#### [Text segment]
## start
The processor 120 may execute the at least one instruction to generate a combined tag with interconnected image tags therein based on the degree of relevance determined by the degree-of-relevance analyzing module 123. Through the combined tag generating module 125, the processor 120 may generate a combined tag with the obtained image tags interconnected therein when the degree of relevance between the image tags obtained by the image tag generating module 121 is greater than or equal to a defined threshold value. Through the combined tag generating module 125, based on the probability of being input as a search query, the processor 120 may determine the connection order of the image tags and determine whether to change the ending of the image tag, to interconnect the image tags obtained by the image tag generating module 121.

By executing the at least one instruction, the processor 120 may perform image tagging on the image by using the image tags obtained by the image tag generating module 121 and the combined tag generated by the combined tag generating module 125. Through the image tagging module 127, the processor 120 may perform image tagging on the image by adding the combined tag generated by the combined tag generating module 125 as well as the image tags obtained by the image tag generating module 121 by using the image tag generating model. Through the image tagging module 127, the processor 120 may store a tagged image in the memory 110 by associating an image with a combined tag as well as an image tag for the image.

FIG. 12 is a block diagram illustrating the operation of a degree-of-relevance analyzing module 123 and a combined tag generating module 125, according to an embodiment of the disclosure.

According to an embodiment of the disclosure, the degree-of-relevance analyzing module 123 may include an image tag combiner, an area distribution map generator, a mask generator, a mask comparator, and a degree-of-relevance determiner. The degree-of-relevance analyzing module 123 may receive a plurality of image tags as an input. Referring to FIG. 12, a plurality of image tags Tag-A, Tag-B, Tag-C, and Tag-D may be obtained for an image.

The image tag combiner may generate all possible combinations of image tags. As illustrated in FIG. 12, when a total of four image tags are input to the degree-of-relevance analyzing module, the image tag combiner may generate a combination of image tags including two image tags, three image tags, or four image tags.

The area distribution map generator may generate an area distribution map corresponding to each of the image tags. The area distribution map generator may generate an area distribution map for each image tag, which indicates a portion of the image that has influenced classification as a class corresponding to each image tag. For example, an area distribution map corresponding to Tag-A may indicate an image area in the image that has influenced classification as a class corresponding to Tag-A. An area distribution map corresponding to Tag-B may indicate an image area in the image that has influenced classification as a class corresponding to Tag-B.

The mask generator may generate a mask corresponding to each area distribution map generated for each image tag. The mask generator may indicate a portion used to generate an image tag by masking the other portions other than a portion used to generate an image tag in the area distribution map. For example, a mask of the area distribution map corresponding to Tag-A may be generated by masking the other portions other than a portion used to generate Tag-A in the area distribution map corresponding to Tag-A. For example, a mask of the area distribution map corresponding to Tag-B may be generated by masking the other portions other than a portion used to generate Tag-B in the area distribution map corresponding to Tag-B.

The mask comparator may compare the similarities between the masks respectively corresponding to the respective area distribution maps generated for the respective image tags for a particular image. For example, the mask comparator may determine a degree of overlap between the masks respectively corresponding to the area distribution maps generated for the respective image tags. The mask comparator may determine a degree of overlap between the masks corresponding to the image tags for all the combinations of image tags generated by the image tag combiner.
## end
#### [Given material]
## start
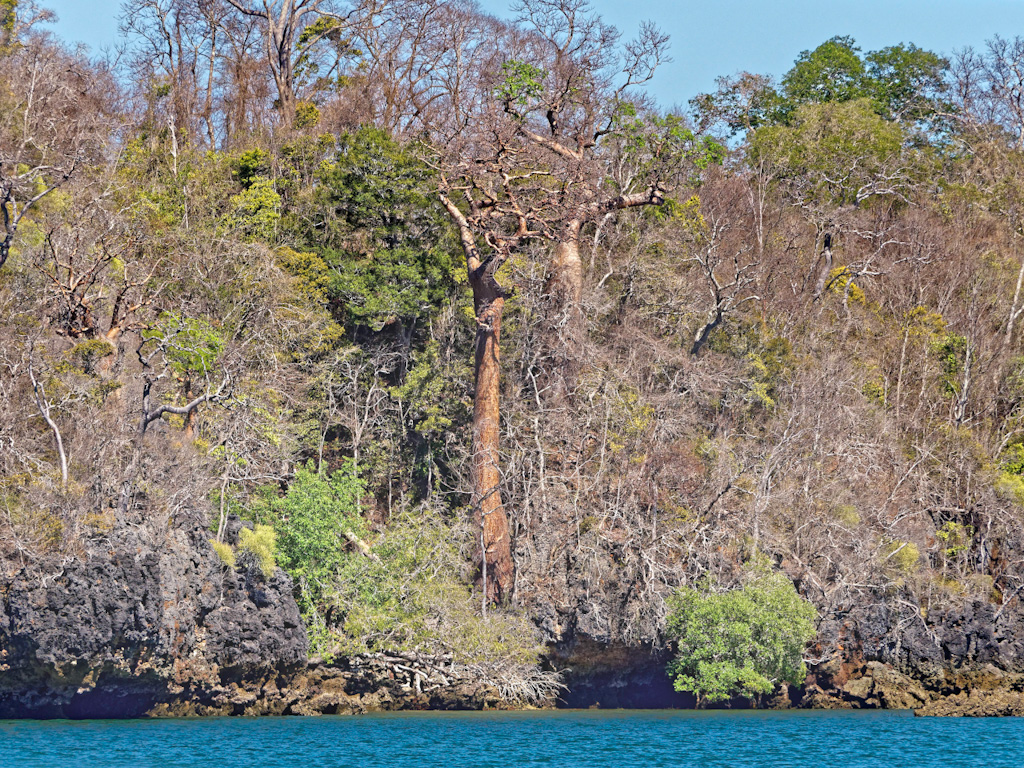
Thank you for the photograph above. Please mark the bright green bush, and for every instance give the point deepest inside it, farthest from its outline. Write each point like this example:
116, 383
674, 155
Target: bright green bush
## end
#### [Exercise instructions]
A) Answer these about the image-tagging description, one per line, marked (i), (ii), (iii):
(i) Which five components may the degree-of-relevance analyzing module 123 include?
(ii) When four image tags are input, how many image tags can each combination made by the image tag combiner include?
(iii) Where does the processor 120 store a tagged image?
B) Duplicate the stretch of the image-tagging description from "By executing the" through "for the image.".
C) Finish out the next part of the image-tagging description, starting after its last sentence.

#### [Responses to the tasks]
A)
(i) An image tag combiner, an area distribution map generator, a mask generator, a mask comparator, and a degree-of-relevance determiner.
(ii) Two, three, or four image tags.
(iii) In the memory 110.

B)
By executing the at least one instruction, the processor 120 may perform image tagging on the image by using the image tags obtained by the image tag generating module 121 and the combined tag generated by the combined tag generating module 125. Through the image tagging module 127, the processor 120 may perform image tagging on the image by adding the combined tag generated by the combined tag generating module 125 as well as the image tags obtained by the image tag generating module 121 by using the image tag generating model. Through the image tagging module 127, the processor 120 may store a tagged image in the memory 110 by associating an image with a combined tag as well as an image tag for the image.

C)
According to an embodiment of the disclosure, the mask generator may be replaced with a bounding box generator, and the mask comparator may be replaced with a bounding box comparator. The bounding box generator may generate a bounding box corresponding to each area distribution map generated for each image tag. The bounding box generator may indicate a certain area including a portion used to generate an image tag by surrounding a certain area including a portion used to generate an image tag with a figure such as a square in the area distribution map. The bounding box comparator may compare the similarities between the bounding boxes respectively corresponding to the respective area distribution maps generated for the respective image tags for a particular image. For example, the bounding box comparator may determine a degree of overlap between the bounding boxes respectively corresponding to the area distribution maps generated for the respective image tags. The bounding box comparator may determine a degree of overlap between the bounding boxes corresponding to the image tags for all the combinations of image tags generated by the image tag combiner.

The degree-of-relevance determiner may obtain a degree of relevance between the image tags based on the determined degree of overlap. The degree-of-relevance determiner may determine that the degree of relevance between the image tags is higher as the degree of overlap between the masks or bounding boxes respectively corresponding to the respective area distribution maps generated for the respective image tags is higher. Based on the determined degree of overlap, the degree-of-relevance determiner may output, to the combined tag generating module 125, a combination of image tags whose degree of relevance between the image tags is greater than or equal to a defined threshold value. Referring to FIG. 12, it may be seen that the degree-of-relevance determiner determines whether the degree of relevance between the image tags is greater than or equal to a defined threshold value and outputs, to the combined tag generating module 125, (Tag-A, Tag-C), (Tag-A, Tag-D), (Tag-B, Tag-C), and (Tag-B, Tag-D) among the combinations of image tags generated by the image tag combiner.

The combined tag generating module 125 may generate a combined tag by interconnecting the image tags belonging to the combination of image tags input from the degree-of-relevance analyzing module 123. Based on the probability of being input as a search query, the combined tag generating module 125 may determine the connection order of the image tags and determine whether to change the ending of the image tag, to interconnect the image tags belonging to the combination of image tags.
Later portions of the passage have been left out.